▶ **DIRECTION**
Reproduce the items from the line containing "point: red ribbon" through the end of the items, inclusive, substituting "garland" for each occurrence of "wreath" and leaving everything else unchanged.

▶ **Excerpts of pointing data**

===============

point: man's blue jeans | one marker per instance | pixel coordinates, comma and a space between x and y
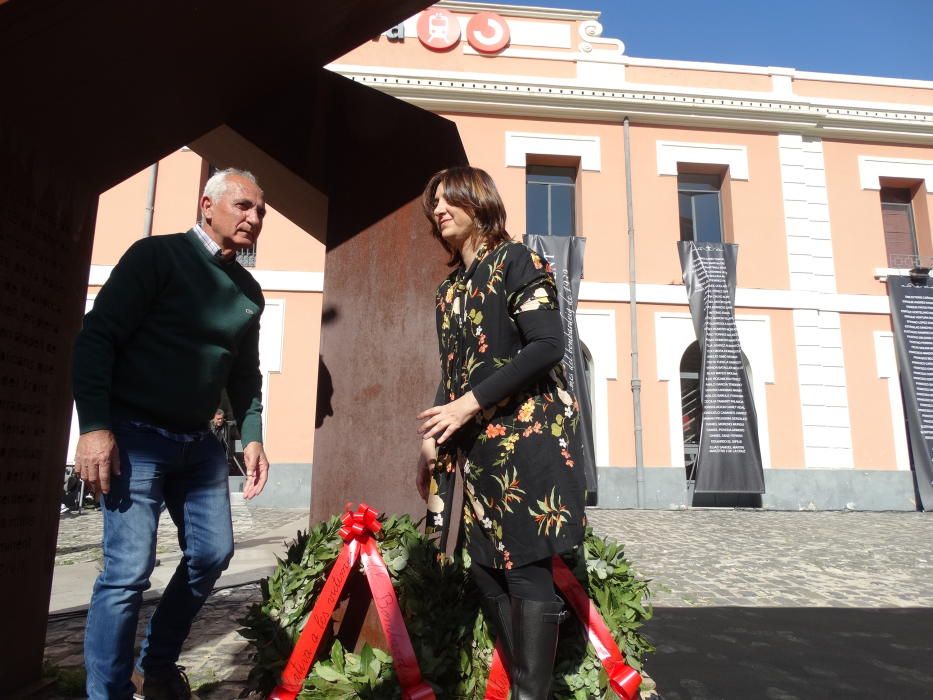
189, 472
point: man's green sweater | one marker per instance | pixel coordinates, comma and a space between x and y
170, 329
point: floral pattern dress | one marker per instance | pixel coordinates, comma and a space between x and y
524, 493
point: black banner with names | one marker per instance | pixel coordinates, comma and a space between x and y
565, 255
912, 318
729, 458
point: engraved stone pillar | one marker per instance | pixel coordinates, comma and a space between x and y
45, 238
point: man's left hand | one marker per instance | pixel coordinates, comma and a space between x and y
257, 470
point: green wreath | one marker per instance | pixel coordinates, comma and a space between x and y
443, 617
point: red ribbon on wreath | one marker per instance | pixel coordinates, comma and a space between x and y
623, 679
358, 528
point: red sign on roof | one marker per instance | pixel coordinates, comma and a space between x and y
487, 32
438, 29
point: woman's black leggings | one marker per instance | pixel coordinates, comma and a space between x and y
533, 581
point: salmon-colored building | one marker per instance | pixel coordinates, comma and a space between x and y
823, 181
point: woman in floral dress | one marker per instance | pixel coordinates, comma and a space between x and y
503, 411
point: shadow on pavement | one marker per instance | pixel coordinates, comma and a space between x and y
788, 653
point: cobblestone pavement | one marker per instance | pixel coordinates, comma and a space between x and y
695, 559
759, 558
79, 536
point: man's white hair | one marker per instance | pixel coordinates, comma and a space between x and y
217, 184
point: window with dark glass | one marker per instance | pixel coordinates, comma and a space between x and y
550, 192
700, 203
900, 234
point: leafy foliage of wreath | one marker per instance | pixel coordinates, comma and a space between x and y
442, 613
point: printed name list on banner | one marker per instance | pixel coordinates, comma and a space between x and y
729, 459
565, 255
912, 317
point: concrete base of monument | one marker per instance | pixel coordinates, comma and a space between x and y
289, 486
785, 489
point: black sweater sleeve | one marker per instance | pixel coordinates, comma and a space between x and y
543, 337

===============

▶ **TASK OUTPUT**
point: red ribbon on garland | one marker per instance | pixel coordinates, comma and a space between x and y
623, 679
358, 528
point: red sign on roof | one marker per instance | pixel coordinates, comma and a space between x and y
487, 32
438, 29
point: woman's black leggings | one marker per instance | pixel coordinates, comma and a space between x and y
533, 581
point: salmon-colored building | one marker per instance | pixel coordinates, comma and a space between x and y
823, 181
point: woman in floral dress | one marker per instance | pixel coordinates, comma and a space between x and y
503, 411
point: shadow on pavement | one marker per instance | pixel coordinates, comma and a space between x and y
788, 653
point: cobblestone pavement | one marker per instance | pixel coordinates, comma and a space between x and y
695, 559
759, 558
79, 536
point: man's white hair | one marker per instance | pixel coordinates, comma and a space between x and y
217, 184
point: window with dark glass | one marker per instance | pixel coordinates, comma and a space between x and y
550, 192
700, 203
900, 234
point: leafy foliage of garland | one marker per instance | pixel coordinates, comma and a space between x and y
442, 613
point: printed name list on banner | one marker per instance | pixel coordinates, comma and a space between x and y
729, 459
565, 255
912, 317
point: concrete base of monument | one marker per instance | pixel coordinates, comma and a space between x and y
289, 486
785, 489
point: black sweater sleeve | one marker per instance | pixel coordinates, comma and a space between x and y
543, 337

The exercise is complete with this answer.